(Saved data entries)
★ ★ ★ ★ ★
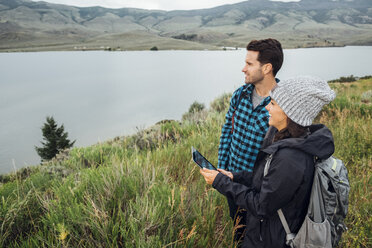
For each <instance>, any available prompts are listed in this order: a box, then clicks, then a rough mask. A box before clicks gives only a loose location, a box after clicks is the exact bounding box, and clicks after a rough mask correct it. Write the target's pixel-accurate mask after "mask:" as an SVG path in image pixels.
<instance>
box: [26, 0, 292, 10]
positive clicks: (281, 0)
mask: <svg viewBox="0 0 372 248" xmlns="http://www.w3.org/2000/svg"><path fill="white" fill-rule="evenodd" d="M33 1H35V2H37V0H33ZM44 1H46V2H50V3H60V4H65V5H72V6H80V7H88V6H102V7H106V8H125V7H132V8H140V9H161V10H176V9H177V10H189V9H203V8H211V7H216V6H220V5H224V4H232V3H238V2H243V0H44ZM272 1H280V2H298V1H299V0H272Z"/></svg>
★ ★ ★ ★ ★
= Exercise description =
All of the records need to be restated word for word, but not the pictures.

= Answer box =
For each <instance>, any available prompts are listed in this order: a box, then clicks, then a rough mask. A box before clicks gives only a loose location, a box after clicks is the exact bounding box, and clicks after a rough mask correct it. Write the target's pixel-accurate mask after "mask:" as an SVG path in image pixels.
<instance>
box: [26, 0, 292, 10]
positive clicks: (281, 0)
mask: <svg viewBox="0 0 372 248" xmlns="http://www.w3.org/2000/svg"><path fill="white" fill-rule="evenodd" d="M33 1H35V2H37V0H33ZM44 1H46V2H50V3H60V4H65V5H72V6H80V7H88V6H102V7H106V8H125V7H132V8H140V9H161V10H176V9H177V10H189V9H203V8H211V7H216V6H220V5H224V4H232V3H238V2H243V0H44ZM272 1H280V2H298V1H299V0H272Z"/></svg>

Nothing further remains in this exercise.